** EXERCISE PASSAGE **
== Segment start ==
Sermons

Summary: The Covenant

The Covenant

Genesis 17:1-27

Introduction

An overriding theme throughout the scriptures is that of covenant. The term covenant, as it is used in the Bible, describes how God relates to man. The theme of covenant runs from the Genesis to Revelation. In fact, one could say that at the heart of God’s plan of redemption is the notion of covenant. At the heart of biblical history is the idea of covenant.

The idea of covenant is not exclusive to the biblical record. Studies of other ancient texts have revealed that the idea of covenant permeated the ancient Near East. Covenants were common between governments and those being governed. Kings would enter into a covenant with the people, a covenant that would regulate the behavior of the government and the governed. The government promised to protect if the governed promised allegiance, support, and tribute to the government.

A covenant in its simplest definition is a promise between two parties that is binding by either a verbal or symbolic oath. God would use the idea of covenant as a means of relating to man, but God would expand upon its simplest form.

There are several characteristics of God’s covenants with man. One such aspect is that God’s covenants with man are unchanging. They may be superseded or replaced, but they cannot be changed. God’s covenants with man throughout the scriptures have had many additional details added along the way, one common theme that runs through all of God’s covenants is the unchanging truth that God declares, “I will be their God, and they shall be my people.” That God will be their God and they shall be his people is the heart of the covenant between God and man.

Another characteristic of God’s covenant with man is that they are divinely imposed and initiated. God takes the initiative in entering a covenant with man. It is God’s desire to have a relationship with man, and therefore he initiates this desire of relationship through the concept of covenant.

The implication of God’s covenantal relationship with man is stated early on in the biblical record. The first evidence of a covenant between God and man is found in the Garden of Eden before the fall. God enters into a covenant with Adam. God promises to take care of Adam, to provide for Adam, and all Adam has to do is abstain from eating of the one tree within the garden. Adam would not keep his part of the covenant because in Genesis chapter three we find Adam disobeying the Lord’s command.

This disobedience on the part of Adam brought death, both physical and spiritual death. Sinful man is now separated from holy God, and thus the relationship between the two is severed. From this point on the covenant would be, not a covenant of works, as in Genesis chapter two, but know it would be a covenant of grace, a covenant means that it was an undeserving covenant, yet God extends it to sinful man anyway because of his goodness.

The first implication of this covenant of grace is declared in Genesis chapter three verse fifteen where the Lord says that the seed of the woman is going to crush the seed of the serpent. We see the covenant of grace explicitly declared in Genesis chapters six between God and Noah.

In Genesis chapter six the Lord grow weary of the sinfulness of man and no longer wants to strive with man, therefore he pronounces judgment upon humanity, but this judgment would not effect Noah because Noah would find favor in the eyes of the Lord. Some say that he found favor because he was a righteous man, but I contend that he found favor with God, and because he found favor with God he was a righteous man. God’s covenant of grace is not based upon man’s goodness, but God’s goodness.

God’s covenant of grace continues to be explicitly declared as well as expanded upon with the life of Abraham. God would call Abram from his hometown of Ur and lead him to a land of promise. The covenant declaration is declared in chapter twelve, it is reiterated in chapter thirteen, and in chapter fifteen of Genesis it is sealed with an oath. Yet, the Lord would not stop expanding and adding details to his covenant.

In the seventeenth chapter of the book of Genesis we find the Lord not only reiterating his covenant of grace with Abram, but also expanding upon it as well. Nevertheless, God does not stop expanding and adding to his covenant of grace in chapter seventeen of Genesis. Throughout the biblical record we find God expanding and adding details to his covenant of grace through the Mosaic Covenant, the David Covenant, and his covenant of grace comes to its fulfillment with the New Covenant, through the person of Jesus Christ.
== Segment end ==
** WORK TO COMPLETE **
In the sermon on the covenant, where is the first evidence of a covenant between God and man found?

** THE DATA **
== Segment start ==
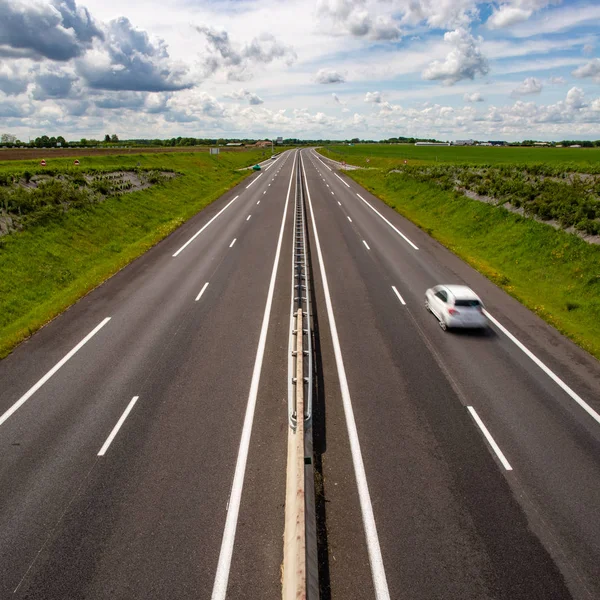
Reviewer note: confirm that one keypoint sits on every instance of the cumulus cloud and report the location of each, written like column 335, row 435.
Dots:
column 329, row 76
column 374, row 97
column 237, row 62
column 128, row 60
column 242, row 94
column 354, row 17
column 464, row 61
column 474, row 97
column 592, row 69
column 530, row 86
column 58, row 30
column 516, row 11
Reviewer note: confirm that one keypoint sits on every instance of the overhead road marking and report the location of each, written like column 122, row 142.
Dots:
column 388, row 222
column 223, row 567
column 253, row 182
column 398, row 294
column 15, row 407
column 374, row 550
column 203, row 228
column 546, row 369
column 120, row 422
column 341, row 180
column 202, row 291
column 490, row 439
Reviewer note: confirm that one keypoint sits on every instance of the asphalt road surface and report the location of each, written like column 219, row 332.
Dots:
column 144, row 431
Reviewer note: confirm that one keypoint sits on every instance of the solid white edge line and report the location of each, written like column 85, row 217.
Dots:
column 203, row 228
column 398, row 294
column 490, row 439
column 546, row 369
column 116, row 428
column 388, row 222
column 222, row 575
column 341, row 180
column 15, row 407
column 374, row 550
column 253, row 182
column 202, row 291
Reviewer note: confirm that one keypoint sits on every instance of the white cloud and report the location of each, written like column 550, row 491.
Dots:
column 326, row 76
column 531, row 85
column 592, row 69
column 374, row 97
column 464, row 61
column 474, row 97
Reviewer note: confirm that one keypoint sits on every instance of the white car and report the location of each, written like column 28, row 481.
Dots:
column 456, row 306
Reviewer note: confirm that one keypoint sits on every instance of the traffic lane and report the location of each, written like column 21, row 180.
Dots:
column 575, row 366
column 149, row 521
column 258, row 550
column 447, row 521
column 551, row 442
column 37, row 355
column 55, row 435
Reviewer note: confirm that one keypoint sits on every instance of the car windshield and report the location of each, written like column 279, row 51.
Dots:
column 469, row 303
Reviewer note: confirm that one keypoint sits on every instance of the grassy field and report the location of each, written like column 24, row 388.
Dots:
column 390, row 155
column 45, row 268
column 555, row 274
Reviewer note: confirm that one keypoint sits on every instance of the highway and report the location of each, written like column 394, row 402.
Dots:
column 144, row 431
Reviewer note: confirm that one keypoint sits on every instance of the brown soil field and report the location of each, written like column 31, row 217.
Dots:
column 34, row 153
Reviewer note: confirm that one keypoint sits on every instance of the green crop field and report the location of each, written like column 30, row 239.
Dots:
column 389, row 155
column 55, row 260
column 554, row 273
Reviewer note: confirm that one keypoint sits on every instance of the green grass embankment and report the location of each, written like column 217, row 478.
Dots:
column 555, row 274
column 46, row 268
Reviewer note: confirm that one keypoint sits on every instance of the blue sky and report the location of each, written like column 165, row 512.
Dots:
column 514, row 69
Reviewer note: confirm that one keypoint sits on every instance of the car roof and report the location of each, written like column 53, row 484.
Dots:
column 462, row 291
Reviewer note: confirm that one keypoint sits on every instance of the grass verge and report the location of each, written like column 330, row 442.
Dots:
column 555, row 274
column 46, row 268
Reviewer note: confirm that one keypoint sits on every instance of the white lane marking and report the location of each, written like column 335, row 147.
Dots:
== Segment end ==
** TASK OUTPUT **
In the Garden of Eden before the fall.